Start Document

Question

Find the modulus and the argument of the complex number$z=-1-i\sqrt{3}$.

Answer 1

Hint-These types of questions can be solved by using the formula of modulus and argument of
 the complex number.
Given complex number is
$z=-1-i\sqrt{3}$
Now we know that the general form of complex number is
$z=x+iy$
Now comparing the above two we get,
$x=-1$ and $y=-\sqrt{3}$
Now let’s find the modulus of the complex number.
We know that the modulus of a complex number is $\left|z\right|$
$\left|z\right|=\sqrt{x^2+y^2}$
Now putting the value of $x$ and $y$ we get,
$$\begin{gathered} \left|z\right|=\sqrt{{(-1)}^2+{(-\sqrt{3})}^2} \\ \left|z\right|=\sqrt{1+3} \\ \left|z\right|=\sqrt{4} \\ \left|z\right|=2 \end{gathered}$$
Therefore, the modulus of a given complex number is $2$.

End Document

- Tasks -
a. In the complex number solution, the sentence "Now let’s find the modulus of the complex number." appears. Render it in Spanish.
b. Carry on the complex number solution from the point where it stops.
The material further down this page is not needed.

Start Available data

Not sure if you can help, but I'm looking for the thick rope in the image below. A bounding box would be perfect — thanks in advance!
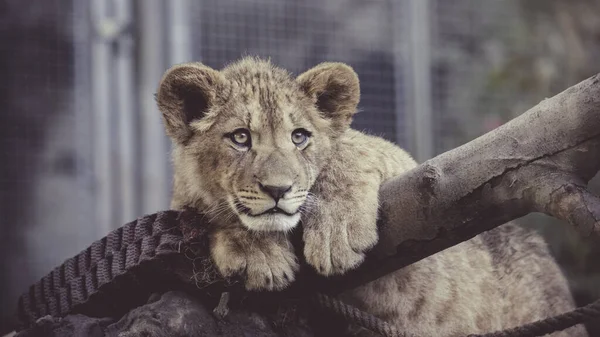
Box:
[17,211,600,337]
[17,211,182,327]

End Available data

- The answers -
a. Ahora encontremos el módulo del número complejo.

b.
Now let’s find the argument of the complex number.
Now we know that the general form of complex number is
$z=x+iy$
Let $x$ be $r\cos \theta$ and$y$ be $r\sin \theta$ where $r$ is the modulus of the complex number.
Now putting the values of $x$ and $y$ in $z$ we get,
$z=r\cos \theta +ir\sin \theta$
Now comparing the above two we get,
$-1-i\sqrt{3}=r\cos \theta +ir\sin \theta$
Now, comparing the real parts we get,
$\text{ - 1 = }r\cos \theta$
Now, putting the value of $r$ in the above equation we get,
$$\begin{gathered} \text{ - 1 = 2}\cos \theta \\ \text{or }\cos \theta ={\displaystyle \frac{-1}{2}} \end{gathered}$$
Similarly, compare the imaginary parts and put the value of $r$ we get,
$$\begin{gathered} -\sqrt{3}=2\sin \theta \\ \text{or }\sin \theta =-{\displaystyle \frac{\sqrt{3}}{2}} \end{gathered}$$
Hence, $\sin \theta =-{\displaystyle \frac{\sqrt{3}}{2}}\text{ and }\cos \theta ={\displaystyle \frac{-1}{2}}$
or$\theta \text{ = }{60}^{\circ }$
Now we can clearly see that the values of both $\sin \theta$ and$\cos \theta$ are negative.
And we know that they both are negative in $3^{rd}$ quadrant.
Therefore, the argument is in $3^{rd}$ quadrant.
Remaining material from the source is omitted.